▸ **Text passage**

━━━━

Payroll fails: they can take years to fix

Until they are staff are owed millions

Superannuation used to be a problem for university payroll systems. Required contributions weren’t added to wages and allowances, because of system and process issues.

Lately there appear fewer cases to report, but in recent years Campus Morning Mail  (oh come on, you remember CMM) reported mistakes corrected at Swinburne U, La Trobe U and Uni Newcastle.

Uni Wollongong was a stand-out. Back in 2017, it announced its calculations were wrong for 30 per cent of staff over eight years. The make-good cost was $10m.

More recently, professional staff not being paid allowances (often for work out of hours) is an issue. Plus there are contentious cases of casual academics not receiving the rates for work specified in agreements.

Universities generally argue this is because admin staff misunderstand complex pay scales.  Critics are not so kind. The Fair Work Ombudsman refers to university budgets where, “where the work required to be done objectively requires more human work than budgeted.”

━━━━

▸ **Entries**

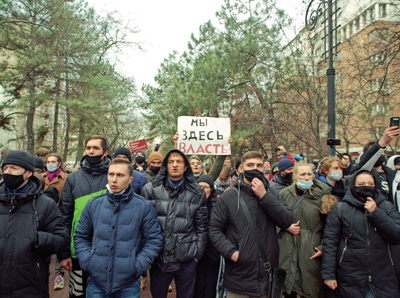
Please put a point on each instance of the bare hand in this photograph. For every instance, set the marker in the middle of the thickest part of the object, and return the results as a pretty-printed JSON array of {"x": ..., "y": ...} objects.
[
  {"x": 317, "y": 254},
  {"x": 258, "y": 187},
  {"x": 370, "y": 205},
  {"x": 66, "y": 264},
  {"x": 388, "y": 135},
  {"x": 294, "y": 228},
  {"x": 235, "y": 256},
  {"x": 331, "y": 283}
]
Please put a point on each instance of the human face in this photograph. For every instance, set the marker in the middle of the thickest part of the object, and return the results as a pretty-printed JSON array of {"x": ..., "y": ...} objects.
[
  {"x": 223, "y": 179},
  {"x": 118, "y": 177},
  {"x": 335, "y": 167},
  {"x": 304, "y": 173},
  {"x": 156, "y": 163},
  {"x": 253, "y": 163},
  {"x": 347, "y": 159},
  {"x": 176, "y": 166},
  {"x": 195, "y": 165},
  {"x": 122, "y": 156},
  {"x": 53, "y": 160},
  {"x": 93, "y": 148},
  {"x": 228, "y": 162},
  {"x": 16, "y": 171},
  {"x": 287, "y": 171},
  {"x": 365, "y": 180},
  {"x": 207, "y": 189}
]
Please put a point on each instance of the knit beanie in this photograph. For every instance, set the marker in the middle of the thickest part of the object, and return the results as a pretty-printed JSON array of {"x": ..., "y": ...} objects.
[
  {"x": 207, "y": 179},
  {"x": 285, "y": 164},
  {"x": 38, "y": 163},
  {"x": 20, "y": 158},
  {"x": 123, "y": 151},
  {"x": 298, "y": 157},
  {"x": 154, "y": 155},
  {"x": 141, "y": 151}
]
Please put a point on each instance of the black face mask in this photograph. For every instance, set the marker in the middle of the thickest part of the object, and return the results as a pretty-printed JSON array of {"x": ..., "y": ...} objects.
[
  {"x": 94, "y": 160},
  {"x": 288, "y": 177},
  {"x": 365, "y": 191},
  {"x": 13, "y": 181},
  {"x": 250, "y": 175},
  {"x": 139, "y": 159},
  {"x": 155, "y": 170}
]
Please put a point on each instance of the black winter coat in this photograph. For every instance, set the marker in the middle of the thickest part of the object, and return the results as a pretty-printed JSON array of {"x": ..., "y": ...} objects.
[
  {"x": 229, "y": 232},
  {"x": 79, "y": 187},
  {"x": 356, "y": 247},
  {"x": 182, "y": 214},
  {"x": 31, "y": 230}
]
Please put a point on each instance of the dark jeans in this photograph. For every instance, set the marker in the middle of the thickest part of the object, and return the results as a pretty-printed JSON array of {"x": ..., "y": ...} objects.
[
  {"x": 185, "y": 279},
  {"x": 206, "y": 278},
  {"x": 77, "y": 280}
]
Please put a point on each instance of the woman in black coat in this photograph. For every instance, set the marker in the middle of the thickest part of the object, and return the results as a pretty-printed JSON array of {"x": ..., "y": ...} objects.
[
  {"x": 356, "y": 260},
  {"x": 208, "y": 266}
]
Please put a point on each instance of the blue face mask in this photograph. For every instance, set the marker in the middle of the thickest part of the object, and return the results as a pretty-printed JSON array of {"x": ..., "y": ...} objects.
[
  {"x": 304, "y": 185},
  {"x": 336, "y": 176}
]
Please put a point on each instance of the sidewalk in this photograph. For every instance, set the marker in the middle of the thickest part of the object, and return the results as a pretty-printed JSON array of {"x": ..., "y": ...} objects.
[{"x": 64, "y": 292}]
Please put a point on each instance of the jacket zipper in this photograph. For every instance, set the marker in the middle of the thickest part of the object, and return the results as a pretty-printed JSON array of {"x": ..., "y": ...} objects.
[
  {"x": 368, "y": 245},
  {"x": 344, "y": 250},
  {"x": 390, "y": 254}
]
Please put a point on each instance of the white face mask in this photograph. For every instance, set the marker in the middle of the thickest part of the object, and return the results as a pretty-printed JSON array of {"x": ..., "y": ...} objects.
[{"x": 52, "y": 167}]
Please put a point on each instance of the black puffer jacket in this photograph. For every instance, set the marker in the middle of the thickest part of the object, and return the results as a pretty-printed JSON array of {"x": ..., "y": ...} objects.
[
  {"x": 31, "y": 229},
  {"x": 356, "y": 246},
  {"x": 182, "y": 214},
  {"x": 79, "y": 187},
  {"x": 230, "y": 232}
]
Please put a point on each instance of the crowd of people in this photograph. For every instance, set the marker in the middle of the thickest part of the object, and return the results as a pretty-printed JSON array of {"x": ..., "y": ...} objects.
[{"x": 215, "y": 230}]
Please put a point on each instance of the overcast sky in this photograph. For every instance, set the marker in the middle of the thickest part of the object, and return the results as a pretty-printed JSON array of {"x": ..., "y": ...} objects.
[{"x": 165, "y": 26}]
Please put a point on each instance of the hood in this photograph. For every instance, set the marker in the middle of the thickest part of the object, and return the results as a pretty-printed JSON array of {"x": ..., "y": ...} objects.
[
  {"x": 33, "y": 191},
  {"x": 162, "y": 176},
  {"x": 95, "y": 170},
  {"x": 351, "y": 195}
]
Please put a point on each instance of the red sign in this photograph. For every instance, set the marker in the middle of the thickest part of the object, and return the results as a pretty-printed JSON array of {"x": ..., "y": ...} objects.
[{"x": 138, "y": 145}]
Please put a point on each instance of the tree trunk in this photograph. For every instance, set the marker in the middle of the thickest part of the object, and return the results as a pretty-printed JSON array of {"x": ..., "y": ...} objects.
[
  {"x": 81, "y": 137},
  {"x": 55, "y": 124},
  {"x": 31, "y": 113}
]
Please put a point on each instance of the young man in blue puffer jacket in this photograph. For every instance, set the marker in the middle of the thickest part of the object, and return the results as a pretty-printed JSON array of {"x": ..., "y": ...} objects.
[{"x": 118, "y": 236}]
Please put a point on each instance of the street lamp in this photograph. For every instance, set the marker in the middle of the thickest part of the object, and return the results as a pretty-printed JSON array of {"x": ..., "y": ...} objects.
[{"x": 312, "y": 15}]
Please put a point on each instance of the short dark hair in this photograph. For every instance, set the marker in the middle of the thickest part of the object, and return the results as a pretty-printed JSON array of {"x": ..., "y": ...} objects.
[
  {"x": 104, "y": 143},
  {"x": 58, "y": 156},
  {"x": 252, "y": 154},
  {"x": 368, "y": 145},
  {"x": 123, "y": 161}
]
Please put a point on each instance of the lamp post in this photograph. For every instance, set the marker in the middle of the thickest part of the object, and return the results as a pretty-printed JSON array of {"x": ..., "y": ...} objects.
[{"x": 312, "y": 15}]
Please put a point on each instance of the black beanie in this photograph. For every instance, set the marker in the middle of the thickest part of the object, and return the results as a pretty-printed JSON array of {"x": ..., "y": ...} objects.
[
  {"x": 19, "y": 158},
  {"x": 38, "y": 163},
  {"x": 123, "y": 151},
  {"x": 207, "y": 179}
]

━━━━

▸ **Given exercise 1**
List every university named in the university payroll article.
▸ **Given exercise 2**
Translate this sentence from the university payroll article into Spanish: "Universities generally argue this is because admin staff misunderstand complex pay scales."
▸ **Given exercise 3**
Please update the university payroll article, starting with "Until they are" and going on through "and process issues.", with "Superannuation" changed to "Retirement savings".

▸ **Task result 1**
Swinburne U
La Trobe U
Uni Newcastle
Uni Wollongong

▸ **Task result 2**
Las universidades generalmente sostienen que esto se debe a que el personal administrativo no entiende bien las complejas escalas salariales.

▸ **Task result 3**
Until they are staff are owed millions

Retirement savings used to be a problem for university payroll systems. Required contributions weren’t added to wages and allowances, because of system and process issues.